## Action item
The full set of records below is to be reproduced without a single alteration.

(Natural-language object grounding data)

== Segment start ==

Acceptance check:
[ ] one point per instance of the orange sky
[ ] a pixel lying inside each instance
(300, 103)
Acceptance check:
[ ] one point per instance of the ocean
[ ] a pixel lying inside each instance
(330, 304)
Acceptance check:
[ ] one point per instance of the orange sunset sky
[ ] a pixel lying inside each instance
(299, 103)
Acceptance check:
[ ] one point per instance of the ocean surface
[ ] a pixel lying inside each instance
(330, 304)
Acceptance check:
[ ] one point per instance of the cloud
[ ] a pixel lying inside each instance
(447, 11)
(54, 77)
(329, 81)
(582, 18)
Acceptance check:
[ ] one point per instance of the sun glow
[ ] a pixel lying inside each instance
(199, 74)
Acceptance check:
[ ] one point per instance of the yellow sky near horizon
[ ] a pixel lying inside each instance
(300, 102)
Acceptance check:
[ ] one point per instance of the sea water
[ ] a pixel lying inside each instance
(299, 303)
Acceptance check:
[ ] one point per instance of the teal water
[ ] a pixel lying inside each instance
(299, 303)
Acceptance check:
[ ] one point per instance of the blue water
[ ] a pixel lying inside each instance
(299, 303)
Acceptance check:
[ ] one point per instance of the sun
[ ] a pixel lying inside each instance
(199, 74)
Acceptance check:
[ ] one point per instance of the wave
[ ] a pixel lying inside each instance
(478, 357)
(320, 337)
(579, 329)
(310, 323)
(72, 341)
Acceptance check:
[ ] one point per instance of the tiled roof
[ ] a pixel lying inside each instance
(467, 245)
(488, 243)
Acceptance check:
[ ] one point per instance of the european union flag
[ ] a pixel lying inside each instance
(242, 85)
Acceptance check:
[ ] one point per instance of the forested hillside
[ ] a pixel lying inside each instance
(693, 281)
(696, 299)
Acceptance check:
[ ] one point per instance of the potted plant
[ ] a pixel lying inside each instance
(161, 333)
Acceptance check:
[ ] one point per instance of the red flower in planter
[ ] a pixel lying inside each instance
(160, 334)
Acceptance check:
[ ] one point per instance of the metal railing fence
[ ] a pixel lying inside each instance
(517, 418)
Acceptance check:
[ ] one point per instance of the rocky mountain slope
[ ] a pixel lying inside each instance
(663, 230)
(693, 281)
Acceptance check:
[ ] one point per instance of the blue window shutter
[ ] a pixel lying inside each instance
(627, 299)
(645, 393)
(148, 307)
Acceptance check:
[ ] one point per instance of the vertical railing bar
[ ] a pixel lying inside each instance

== Segment end ==

## Result
Acceptance check:
[ ] one point per instance of the orange sky
[ ] a pixel lying inside each instance
(300, 103)
Acceptance check:
[ ] one point per instance of the ocean
[ ] a pixel lying inside each instance
(330, 304)
Acceptance check:
[ ] one point per instance of the orange sunset sky
[ ] a pixel lying inside each instance
(299, 103)
Acceptance check:
[ ] one point per instance of the ocean surface
[ ] a pixel lying inside each instance
(330, 304)
Acceptance check:
[ ] one point per instance of the cloud
[ ] a pixel lying inside each instance
(447, 11)
(54, 77)
(329, 81)
(582, 18)
Acceptance check:
[ ] one point per instance of the sun glow
[ ] a pixel lying inside each instance
(199, 74)
Acceptance check:
[ ] one point per instance of the yellow sky near horizon
[ ] a pixel lying inside each instance
(300, 102)
Acceptance check:
[ ] one point per instance of the sea water
[ ] a pixel lying inside each instance
(299, 303)
Acceptance check:
[ ] one point per instance of the teal water
[ ] a pixel lying inside each instance
(299, 303)
Acceptance check:
[ ] one point per instance of the blue water
[ ] a pixel lying inside each instance
(299, 303)
Acceptance check:
[ ] one point per instance of the sun
[ ] a pixel lying inside each instance
(199, 74)
Acceptance check:
[ ] one point per instance of the wave
[ ] a pixel lying inside each instance
(478, 357)
(320, 337)
(579, 329)
(310, 323)
(72, 341)
Acceptance check:
[ ] one point per instance of the tiled roof
[ ] a pixel lying inside each instance
(467, 245)
(488, 243)
Acceptance check:
[ ] one point per instance of the european union flag
[ ] a pixel lying inside each instance
(242, 85)
Acceptance check:
[ ] one point per instance of the forested hillside
[ ] a pixel lying inside each instance
(693, 281)
(696, 299)
Acceptance check:
[ ] one point per instance of the potted plant
[ ] a pixel lying inside each instance
(161, 333)
Acceptance check:
[ ] one point per instance of the red flower in planter
[ ] a pixel lying inside each instance
(160, 334)
Acceptance check:
[ ] one point per instance of the metal railing fence
[ ] a pixel lying inside each instance
(517, 418)
Acceptance check:
[ ] one point per instance of the rocky mountain slope
[ ] a pixel lying inside each instance
(663, 230)
(693, 281)
Acceptance check:
[ ] one point per instance of the blue window shutter
[ ] a pixel lying inside each instance
(627, 299)
(645, 393)
(148, 307)
Acceptance check:
[ ] one point per instance of the vertical railing bar
[ ] a pixel lying inside each instance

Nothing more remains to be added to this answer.